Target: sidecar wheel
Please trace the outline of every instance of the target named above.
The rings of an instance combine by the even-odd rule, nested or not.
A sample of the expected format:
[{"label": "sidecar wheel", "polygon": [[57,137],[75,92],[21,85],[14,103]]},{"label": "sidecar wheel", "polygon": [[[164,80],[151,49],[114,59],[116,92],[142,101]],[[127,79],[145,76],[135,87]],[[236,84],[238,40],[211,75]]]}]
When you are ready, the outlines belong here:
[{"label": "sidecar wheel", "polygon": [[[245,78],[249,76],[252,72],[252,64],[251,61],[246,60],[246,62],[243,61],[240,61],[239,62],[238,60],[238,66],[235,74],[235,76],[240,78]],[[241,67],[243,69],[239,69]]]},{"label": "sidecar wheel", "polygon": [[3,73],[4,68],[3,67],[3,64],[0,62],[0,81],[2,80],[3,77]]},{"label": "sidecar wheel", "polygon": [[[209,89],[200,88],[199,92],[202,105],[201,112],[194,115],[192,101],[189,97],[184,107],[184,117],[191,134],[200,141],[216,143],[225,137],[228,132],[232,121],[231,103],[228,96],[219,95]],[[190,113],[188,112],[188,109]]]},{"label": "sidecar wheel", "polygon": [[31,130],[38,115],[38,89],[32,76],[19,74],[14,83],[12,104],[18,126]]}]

┄┄┄┄┄┄

▸ **GOAL**: Can you reproduce every entry above verbatim, line for line, without changing anything?

▸ **OUTPUT**:
Target: sidecar wheel
Please trace the outline of every instance of the target named above.
The rings of an instance combine by the even-odd rule, nested or not.
A sample of the expected format:
[{"label": "sidecar wheel", "polygon": [[57,137],[75,92],[21,85],[14,103]]},{"label": "sidecar wheel", "polygon": [[[164,80],[151,49],[114,59],[116,92],[142,101]],[[127,79],[145,76],[135,87]],[[236,84],[238,40],[211,75]]]}]
When you are ready, the outlines belong here:
[{"label": "sidecar wheel", "polygon": [[[245,78],[249,76],[252,72],[252,64],[251,61],[246,60],[246,62],[243,61],[240,61],[239,62],[238,60],[238,66],[235,74],[235,76],[240,78]],[[241,67],[243,69],[239,69]]]},{"label": "sidecar wheel", "polygon": [[3,73],[4,68],[3,67],[3,64],[0,62],[0,81],[2,80],[3,77]]},{"label": "sidecar wheel", "polygon": [[[209,89],[200,88],[199,92],[202,105],[201,112],[194,115],[192,101],[189,97],[184,107],[184,117],[191,134],[200,141],[216,143],[225,137],[228,132],[232,121],[231,103],[228,96],[219,95]],[[190,113],[188,112],[188,109]]]},{"label": "sidecar wheel", "polygon": [[31,130],[38,115],[38,89],[32,76],[19,74],[14,83],[12,104],[18,126]]}]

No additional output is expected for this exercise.